_What the task requires_
Everything in the listing below needs to be retyped exactly.
START Data excerpts
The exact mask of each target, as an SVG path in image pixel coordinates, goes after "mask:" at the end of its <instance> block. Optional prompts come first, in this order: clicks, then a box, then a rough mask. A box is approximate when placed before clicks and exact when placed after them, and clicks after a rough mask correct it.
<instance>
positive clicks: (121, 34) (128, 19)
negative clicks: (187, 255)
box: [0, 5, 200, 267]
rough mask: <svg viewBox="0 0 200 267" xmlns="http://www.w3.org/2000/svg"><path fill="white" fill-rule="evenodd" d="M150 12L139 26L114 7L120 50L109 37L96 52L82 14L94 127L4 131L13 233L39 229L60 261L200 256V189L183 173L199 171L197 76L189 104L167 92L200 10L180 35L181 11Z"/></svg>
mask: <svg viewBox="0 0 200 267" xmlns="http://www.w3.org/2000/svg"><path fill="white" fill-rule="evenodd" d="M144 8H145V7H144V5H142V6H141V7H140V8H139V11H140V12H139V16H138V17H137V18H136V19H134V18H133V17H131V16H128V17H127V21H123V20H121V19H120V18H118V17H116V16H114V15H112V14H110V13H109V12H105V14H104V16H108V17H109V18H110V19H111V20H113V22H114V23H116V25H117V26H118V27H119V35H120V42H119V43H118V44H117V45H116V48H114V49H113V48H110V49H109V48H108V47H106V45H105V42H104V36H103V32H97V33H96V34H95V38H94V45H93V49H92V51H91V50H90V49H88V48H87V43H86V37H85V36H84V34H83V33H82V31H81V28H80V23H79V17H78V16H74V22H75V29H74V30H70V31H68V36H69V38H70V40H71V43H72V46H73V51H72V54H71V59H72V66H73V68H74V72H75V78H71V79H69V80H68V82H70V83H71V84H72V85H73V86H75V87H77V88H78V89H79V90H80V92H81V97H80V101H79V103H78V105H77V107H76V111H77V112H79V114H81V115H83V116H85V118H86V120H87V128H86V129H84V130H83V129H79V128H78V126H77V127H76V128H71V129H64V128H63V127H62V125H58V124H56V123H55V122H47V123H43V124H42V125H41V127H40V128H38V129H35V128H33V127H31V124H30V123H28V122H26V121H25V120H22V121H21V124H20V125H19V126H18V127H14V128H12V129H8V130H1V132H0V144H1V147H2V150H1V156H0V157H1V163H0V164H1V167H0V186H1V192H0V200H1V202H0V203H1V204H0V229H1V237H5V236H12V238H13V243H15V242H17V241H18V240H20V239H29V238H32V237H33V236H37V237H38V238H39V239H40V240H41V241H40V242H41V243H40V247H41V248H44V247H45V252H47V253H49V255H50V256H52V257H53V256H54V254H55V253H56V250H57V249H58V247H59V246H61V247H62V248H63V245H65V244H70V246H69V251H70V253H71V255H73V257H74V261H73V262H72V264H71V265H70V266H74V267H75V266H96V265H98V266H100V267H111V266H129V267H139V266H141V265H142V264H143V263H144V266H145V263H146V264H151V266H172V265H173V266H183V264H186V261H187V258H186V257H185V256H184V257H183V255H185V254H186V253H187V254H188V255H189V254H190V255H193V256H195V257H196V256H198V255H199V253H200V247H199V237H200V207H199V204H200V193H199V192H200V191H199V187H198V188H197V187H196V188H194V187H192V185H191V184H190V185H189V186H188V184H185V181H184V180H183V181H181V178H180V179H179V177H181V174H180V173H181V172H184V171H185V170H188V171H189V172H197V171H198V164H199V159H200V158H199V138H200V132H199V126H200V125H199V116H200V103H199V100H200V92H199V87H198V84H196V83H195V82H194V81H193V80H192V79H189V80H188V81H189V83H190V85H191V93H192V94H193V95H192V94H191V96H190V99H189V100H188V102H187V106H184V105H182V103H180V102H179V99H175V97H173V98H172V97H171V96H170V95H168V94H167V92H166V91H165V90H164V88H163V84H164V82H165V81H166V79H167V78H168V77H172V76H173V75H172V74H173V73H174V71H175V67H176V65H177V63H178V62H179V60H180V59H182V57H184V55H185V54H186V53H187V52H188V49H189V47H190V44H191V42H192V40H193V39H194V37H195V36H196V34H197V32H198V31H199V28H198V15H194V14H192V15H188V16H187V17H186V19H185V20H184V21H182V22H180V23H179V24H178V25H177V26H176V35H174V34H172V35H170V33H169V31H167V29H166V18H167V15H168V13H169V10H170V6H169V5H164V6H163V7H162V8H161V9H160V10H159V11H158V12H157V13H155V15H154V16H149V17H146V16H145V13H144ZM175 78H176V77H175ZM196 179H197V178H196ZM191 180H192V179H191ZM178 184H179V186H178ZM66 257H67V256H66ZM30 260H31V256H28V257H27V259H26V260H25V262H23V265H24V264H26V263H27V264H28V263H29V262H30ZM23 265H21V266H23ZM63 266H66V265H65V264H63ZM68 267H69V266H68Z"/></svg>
END Data excerpts
_Solution for this task_
The exact mask of each target, as an SVG path in image pixel coordinates, goes after "mask:" at the end of its <instance> block. Optional prompts come first, in this order: clicks, then a box, then a rough mask. A box is approximate when placed before clicks and exact when placed after them, and clicks after a rough mask correct it.
<instance>
positive clicks: (121, 34) (128, 19)
negative clicks: (187, 255)
box: [0, 5, 200, 267]
rough mask: <svg viewBox="0 0 200 267" xmlns="http://www.w3.org/2000/svg"><path fill="white" fill-rule="evenodd" d="M150 12L139 26L114 7L120 50L109 37L96 52L82 14L94 127L4 131L13 233L39 229L60 261L200 256V189L183 173L199 171L197 76L189 104L167 92L200 10L180 35L181 11Z"/></svg>
mask: <svg viewBox="0 0 200 267" xmlns="http://www.w3.org/2000/svg"><path fill="white" fill-rule="evenodd" d="M144 8H145V7H144V5H142V6H141V7H140V8H139V11H140V12H139V16H138V17H137V18H136V19H134V18H133V17H131V16H128V17H127V21H123V20H121V19H120V18H118V17H116V16H114V15H112V14H110V13H109V12H105V14H104V16H108V17H109V18H110V19H111V20H113V22H114V23H116V25H117V26H118V27H119V35H120V42H119V43H118V44H117V45H116V48H114V49H113V48H110V49H109V48H108V47H106V45H105V42H104V36H103V32H97V33H96V34H95V38H94V45H93V49H92V51H91V50H90V49H88V48H87V43H86V37H85V36H84V34H83V33H82V31H81V28H80V23H79V17H78V16H74V22H75V29H74V30H70V31H68V36H69V38H70V40H71V43H72V46H73V51H72V54H71V59H72V66H73V68H74V72H75V78H71V79H69V80H68V82H70V83H71V84H72V85H73V86H75V87H77V88H78V89H79V90H80V92H81V97H80V101H79V103H78V105H77V107H76V111H77V112H79V114H81V115H83V116H85V118H86V120H87V128H86V129H84V130H83V129H79V128H78V126H77V127H76V128H71V129H64V128H63V127H62V125H58V124H56V123H55V122H47V123H43V124H42V125H41V127H40V128H38V129H35V128H33V127H31V124H30V123H28V122H26V121H25V120H22V121H21V124H20V125H19V126H18V127H14V128H12V129H8V130H1V132H0V144H1V147H2V150H1V156H0V157H1V163H0V164H1V167H0V186H1V192H0V200H1V202H0V203H1V204H0V229H1V237H5V236H12V238H13V243H15V242H17V241H18V240H20V239H29V238H32V237H33V236H37V237H38V238H39V239H40V240H41V241H40V242H41V243H40V247H41V248H44V247H45V252H47V253H49V255H50V256H52V257H53V256H54V254H55V253H56V250H57V249H58V247H59V246H61V247H62V248H63V245H65V244H70V246H69V251H70V253H71V255H73V257H74V261H73V262H72V264H71V265H70V266H74V267H75V266H96V265H98V266H100V267H111V266H129V267H139V266H141V265H142V264H143V263H144V266H145V263H146V264H151V266H172V265H173V266H183V264H186V261H187V258H186V257H185V256H184V257H183V255H185V254H186V253H187V254H188V255H189V254H190V255H193V256H195V257H196V256H198V255H199V253H200V247H199V237H200V207H199V204H200V193H199V192H200V191H199V187H198V188H197V187H196V188H194V187H192V185H191V184H190V185H189V186H188V184H185V181H184V180H183V181H181V178H180V179H179V177H181V174H180V173H181V172H184V171H185V170H188V171H189V172H197V171H198V164H199V159H200V158H199V138H200V132H199V126H200V125H199V116H200V103H199V100H200V92H199V87H198V84H196V83H195V82H194V81H193V80H192V79H189V80H188V81H189V83H190V85H191V93H192V94H193V95H192V94H191V96H190V99H189V100H188V102H187V106H184V105H182V103H180V102H179V99H175V97H173V98H172V97H171V96H170V95H168V94H167V92H166V91H165V90H164V88H163V84H164V82H165V81H166V79H167V78H168V77H172V76H173V75H172V74H173V73H174V71H175V67H176V65H177V63H178V62H179V60H180V59H182V57H184V55H185V54H186V53H187V52H188V49H189V47H190V44H191V42H192V40H193V39H194V37H195V36H196V34H197V32H198V31H199V28H198V15H194V14H192V15H188V16H187V17H186V19H185V20H184V21H182V22H180V23H179V24H178V25H177V26H176V35H174V34H172V35H170V33H169V31H167V29H166V18H167V15H168V13H169V10H170V6H169V5H164V6H163V7H162V8H161V9H160V10H159V11H158V12H157V13H155V15H154V16H149V17H146V16H145V13H144ZM175 78H176V77H175ZM196 179H197V178H196ZM191 180H192V179H191ZM178 184H179V186H178ZM66 257H67V256H66ZM30 260H31V256H28V257H27V259H26V260H25V262H23V265H24V264H26V263H27V264H28V263H29V262H30ZM23 265H21V266H23ZM63 266H66V265H65V264H63ZM68 267H69V266H68Z"/></svg>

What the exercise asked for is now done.